## Job:
Swap "evergreen" for "pine" in the lines starting at the one containing "Could you point out the calm" and ending at the last of the items, and give those lines back with nothing else changed.

[begin Data excerpts]

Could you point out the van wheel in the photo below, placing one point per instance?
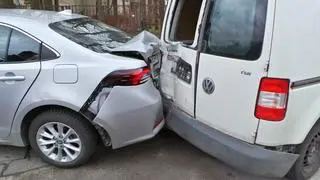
(309, 161)
(62, 138)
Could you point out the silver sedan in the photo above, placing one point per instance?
(67, 81)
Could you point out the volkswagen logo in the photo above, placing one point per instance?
(208, 85)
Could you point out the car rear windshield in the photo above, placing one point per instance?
(236, 28)
(91, 34)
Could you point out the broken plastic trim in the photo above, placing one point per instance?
(145, 46)
(85, 109)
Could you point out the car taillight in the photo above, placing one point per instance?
(130, 77)
(272, 99)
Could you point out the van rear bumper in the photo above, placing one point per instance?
(243, 156)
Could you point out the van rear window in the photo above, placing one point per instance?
(236, 28)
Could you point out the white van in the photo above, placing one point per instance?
(241, 81)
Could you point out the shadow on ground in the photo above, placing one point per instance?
(165, 157)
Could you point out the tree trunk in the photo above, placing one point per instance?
(124, 7)
(115, 8)
(98, 9)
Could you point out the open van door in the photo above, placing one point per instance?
(227, 59)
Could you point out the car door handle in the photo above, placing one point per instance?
(12, 78)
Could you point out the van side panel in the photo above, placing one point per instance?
(295, 55)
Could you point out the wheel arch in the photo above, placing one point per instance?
(30, 115)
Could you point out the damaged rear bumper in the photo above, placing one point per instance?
(131, 114)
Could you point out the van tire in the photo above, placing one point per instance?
(84, 131)
(310, 146)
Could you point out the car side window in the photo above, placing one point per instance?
(22, 48)
(236, 28)
(47, 54)
(4, 38)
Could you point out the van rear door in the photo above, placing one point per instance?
(233, 59)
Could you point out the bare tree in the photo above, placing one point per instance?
(124, 7)
(115, 8)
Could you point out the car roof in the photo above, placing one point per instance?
(40, 16)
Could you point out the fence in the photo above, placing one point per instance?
(132, 17)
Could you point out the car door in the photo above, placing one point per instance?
(180, 34)
(234, 58)
(19, 67)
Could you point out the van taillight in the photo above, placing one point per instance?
(130, 77)
(272, 99)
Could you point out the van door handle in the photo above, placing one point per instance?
(12, 78)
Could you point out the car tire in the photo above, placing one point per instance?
(62, 138)
(309, 161)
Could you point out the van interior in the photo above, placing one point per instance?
(184, 22)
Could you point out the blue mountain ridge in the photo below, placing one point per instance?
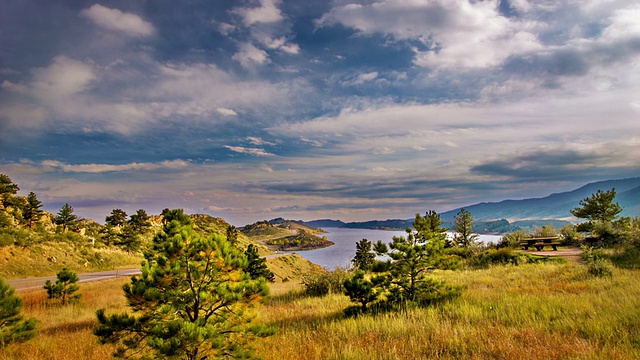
(554, 208)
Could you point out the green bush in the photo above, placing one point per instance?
(598, 263)
(600, 268)
(321, 283)
(511, 240)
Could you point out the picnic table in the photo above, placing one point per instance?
(540, 243)
(591, 240)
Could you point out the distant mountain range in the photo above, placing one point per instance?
(510, 215)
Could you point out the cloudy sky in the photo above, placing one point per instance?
(344, 109)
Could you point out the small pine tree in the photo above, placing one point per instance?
(32, 210)
(364, 257)
(64, 287)
(463, 226)
(257, 265)
(232, 235)
(66, 217)
(140, 221)
(13, 327)
(192, 300)
(361, 290)
(7, 189)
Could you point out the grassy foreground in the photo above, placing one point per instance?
(543, 311)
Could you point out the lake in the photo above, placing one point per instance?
(345, 241)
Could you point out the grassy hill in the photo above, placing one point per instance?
(535, 311)
(281, 234)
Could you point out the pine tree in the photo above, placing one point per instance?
(257, 266)
(13, 327)
(599, 207)
(64, 288)
(463, 226)
(66, 217)
(361, 290)
(364, 257)
(412, 256)
(7, 189)
(32, 210)
(140, 221)
(192, 300)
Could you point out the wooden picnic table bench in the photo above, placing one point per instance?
(540, 243)
(591, 241)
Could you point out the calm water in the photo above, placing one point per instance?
(345, 241)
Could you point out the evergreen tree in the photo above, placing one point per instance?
(65, 287)
(140, 221)
(599, 207)
(232, 235)
(364, 257)
(412, 257)
(191, 301)
(361, 290)
(118, 217)
(113, 231)
(66, 217)
(32, 210)
(257, 266)
(7, 189)
(13, 327)
(463, 226)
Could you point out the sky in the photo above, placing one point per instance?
(344, 109)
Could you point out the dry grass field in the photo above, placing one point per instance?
(537, 311)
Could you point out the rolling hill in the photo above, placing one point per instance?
(520, 214)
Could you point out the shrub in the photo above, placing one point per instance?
(511, 240)
(321, 283)
(600, 268)
(598, 263)
(13, 326)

[end Data excerpts]

## Output for this task:
Could you point out the calm water in the photo above, placing one point per instance?
(345, 241)
Could you point out the pine tree in the photo above, placing one point per instance?
(65, 287)
(140, 221)
(599, 207)
(232, 235)
(364, 257)
(412, 257)
(191, 301)
(361, 290)
(118, 217)
(113, 231)
(66, 217)
(32, 210)
(257, 266)
(7, 189)
(13, 327)
(463, 226)
Could you point out the sky in the photo above, placing one point per instance?
(344, 109)
Could you point out the dry grass field in the photo above, placing one point per instance?
(537, 311)
Could you point out the rolling hill in the photo above, placing one point per instance?
(520, 214)
Could you point out the shrub in the photo above, placing one point per instance?
(511, 240)
(321, 283)
(600, 268)
(598, 263)
(13, 326)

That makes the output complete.